• [EXTRACTED ENTRIES]
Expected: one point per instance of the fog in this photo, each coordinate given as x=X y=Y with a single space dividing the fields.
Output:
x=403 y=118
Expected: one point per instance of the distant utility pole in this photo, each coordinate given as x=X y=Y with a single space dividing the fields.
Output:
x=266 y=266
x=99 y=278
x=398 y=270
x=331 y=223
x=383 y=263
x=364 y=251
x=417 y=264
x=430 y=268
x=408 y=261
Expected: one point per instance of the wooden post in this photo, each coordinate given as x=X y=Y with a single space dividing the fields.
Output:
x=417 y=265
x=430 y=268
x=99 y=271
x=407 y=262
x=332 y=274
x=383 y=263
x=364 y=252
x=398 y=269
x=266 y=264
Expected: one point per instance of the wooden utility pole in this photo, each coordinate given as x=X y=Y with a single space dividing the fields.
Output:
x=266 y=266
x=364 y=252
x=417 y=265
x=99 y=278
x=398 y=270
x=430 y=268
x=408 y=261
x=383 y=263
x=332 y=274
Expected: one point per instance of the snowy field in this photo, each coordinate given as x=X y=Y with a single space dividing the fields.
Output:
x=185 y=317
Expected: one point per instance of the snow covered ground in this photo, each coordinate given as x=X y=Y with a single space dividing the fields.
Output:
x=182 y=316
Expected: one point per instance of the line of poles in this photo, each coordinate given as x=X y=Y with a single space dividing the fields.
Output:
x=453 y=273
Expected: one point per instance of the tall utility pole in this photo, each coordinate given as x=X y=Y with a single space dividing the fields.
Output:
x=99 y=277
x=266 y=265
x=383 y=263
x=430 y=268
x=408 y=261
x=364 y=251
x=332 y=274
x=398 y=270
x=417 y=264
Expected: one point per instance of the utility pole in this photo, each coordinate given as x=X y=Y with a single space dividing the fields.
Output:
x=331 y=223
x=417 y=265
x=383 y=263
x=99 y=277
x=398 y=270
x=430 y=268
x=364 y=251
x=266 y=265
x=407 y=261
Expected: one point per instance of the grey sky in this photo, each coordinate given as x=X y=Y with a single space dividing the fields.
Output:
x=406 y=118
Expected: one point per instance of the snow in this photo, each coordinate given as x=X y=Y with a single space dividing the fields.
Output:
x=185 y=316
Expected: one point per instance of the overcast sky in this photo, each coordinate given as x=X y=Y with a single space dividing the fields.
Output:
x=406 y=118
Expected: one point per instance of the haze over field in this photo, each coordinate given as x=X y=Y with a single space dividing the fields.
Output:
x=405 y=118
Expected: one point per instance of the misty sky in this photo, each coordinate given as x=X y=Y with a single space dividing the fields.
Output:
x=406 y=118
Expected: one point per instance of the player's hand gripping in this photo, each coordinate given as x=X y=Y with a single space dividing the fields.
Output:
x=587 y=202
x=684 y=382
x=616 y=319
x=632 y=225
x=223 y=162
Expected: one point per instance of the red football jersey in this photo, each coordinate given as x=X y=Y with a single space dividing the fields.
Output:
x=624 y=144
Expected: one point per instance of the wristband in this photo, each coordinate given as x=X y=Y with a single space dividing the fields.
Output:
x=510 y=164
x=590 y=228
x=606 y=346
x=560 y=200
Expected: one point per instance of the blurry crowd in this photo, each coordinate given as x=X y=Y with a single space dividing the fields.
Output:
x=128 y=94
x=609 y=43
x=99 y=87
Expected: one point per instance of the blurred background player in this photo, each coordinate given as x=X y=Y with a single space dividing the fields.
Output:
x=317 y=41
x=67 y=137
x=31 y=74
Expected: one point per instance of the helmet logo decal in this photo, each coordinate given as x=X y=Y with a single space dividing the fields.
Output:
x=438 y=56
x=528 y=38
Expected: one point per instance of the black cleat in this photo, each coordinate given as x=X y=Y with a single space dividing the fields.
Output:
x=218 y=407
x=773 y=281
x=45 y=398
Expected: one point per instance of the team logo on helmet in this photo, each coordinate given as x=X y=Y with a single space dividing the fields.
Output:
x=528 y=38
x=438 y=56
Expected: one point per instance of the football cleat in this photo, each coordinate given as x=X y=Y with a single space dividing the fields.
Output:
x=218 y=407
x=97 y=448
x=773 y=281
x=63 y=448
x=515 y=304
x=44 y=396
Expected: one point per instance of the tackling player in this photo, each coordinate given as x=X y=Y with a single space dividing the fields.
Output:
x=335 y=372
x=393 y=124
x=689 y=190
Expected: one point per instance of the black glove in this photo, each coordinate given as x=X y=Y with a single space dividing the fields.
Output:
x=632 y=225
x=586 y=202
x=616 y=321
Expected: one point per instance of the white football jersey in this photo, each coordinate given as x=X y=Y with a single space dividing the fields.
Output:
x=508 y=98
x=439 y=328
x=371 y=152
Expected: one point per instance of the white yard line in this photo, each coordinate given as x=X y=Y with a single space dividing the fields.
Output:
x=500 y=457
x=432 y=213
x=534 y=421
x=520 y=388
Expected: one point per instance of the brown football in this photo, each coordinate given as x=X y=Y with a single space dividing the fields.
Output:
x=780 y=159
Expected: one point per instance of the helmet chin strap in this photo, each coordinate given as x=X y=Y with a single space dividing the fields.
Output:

• [WHAT IS BEING ASKED] Transcribe the data verbatim, from the line containing "Expected: one point per instance of the black cleat" through the end of the data.

• [RESULT OF THIS EXERCISE]
Expected: one point per instance of the black cleat in this photo, each coordinate given as x=X y=Y with a single space dividing the fields.
Output:
x=218 y=407
x=773 y=281
x=45 y=398
Expected: one point per instance of the team logo on helmet in this photo, each coordinate given as x=X y=Y with a single space dividing the fields.
Output:
x=528 y=38
x=438 y=56
Expected: one point per instance of the football cleat in this photo, each coordinate given as x=X y=Y with a single space dividing the fields.
Output:
x=218 y=407
x=97 y=448
x=773 y=281
x=63 y=448
x=515 y=304
x=44 y=396
Expected: one point per instance of the tackling player in this photo, each coordinate given as x=X y=Y with a single space dividing the fields.
Output:
x=335 y=372
x=393 y=124
x=689 y=190
Expected: one point per instance of the black glove in this photo, each coordinate given as x=X y=Y with a single space dividing the fields.
Output:
x=632 y=225
x=586 y=202
x=616 y=321
Expected: one point per instance of the white football jersey in this photo, each coordinate given as x=X y=Y with a single space dividing the fields.
Output:
x=508 y=98
x=439 y=328
x=371 y=152
Expected: one point per instance of the white yard line in this photo, each coordinate given as x=X y=Y with a single space dividing the fields.
Output:
x=500 y=457
x=432 y=213
x=534 y=421
x=520 y=388
Expected: one point per instance of the brown football in this photo, each coordinate given as x=X y=Y with a single space dividing the fields.
Output:
x=780 y=159
Expected: one point per instance of the helmet chin strap in this photo, each coordinate given as x=X y=Y with a single space dividing the fields.
Output:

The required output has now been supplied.